Stored records:
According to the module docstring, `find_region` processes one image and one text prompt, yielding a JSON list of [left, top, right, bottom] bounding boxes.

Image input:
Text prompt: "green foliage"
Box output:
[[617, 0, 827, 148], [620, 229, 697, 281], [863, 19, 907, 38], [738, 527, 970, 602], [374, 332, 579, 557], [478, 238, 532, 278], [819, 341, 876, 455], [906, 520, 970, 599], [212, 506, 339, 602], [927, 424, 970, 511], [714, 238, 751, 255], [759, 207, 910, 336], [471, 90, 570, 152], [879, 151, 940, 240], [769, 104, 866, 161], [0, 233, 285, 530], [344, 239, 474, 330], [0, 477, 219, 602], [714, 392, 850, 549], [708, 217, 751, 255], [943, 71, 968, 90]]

Short exercise:
Return each line of the listing that contains the word "prompt".

Written response:
According to the module docstring, `find_region` processes one image and one text prompt, yielding a JSON list of [left, top, right, bottom] bounding boxes.
Text prompt: "green foliage"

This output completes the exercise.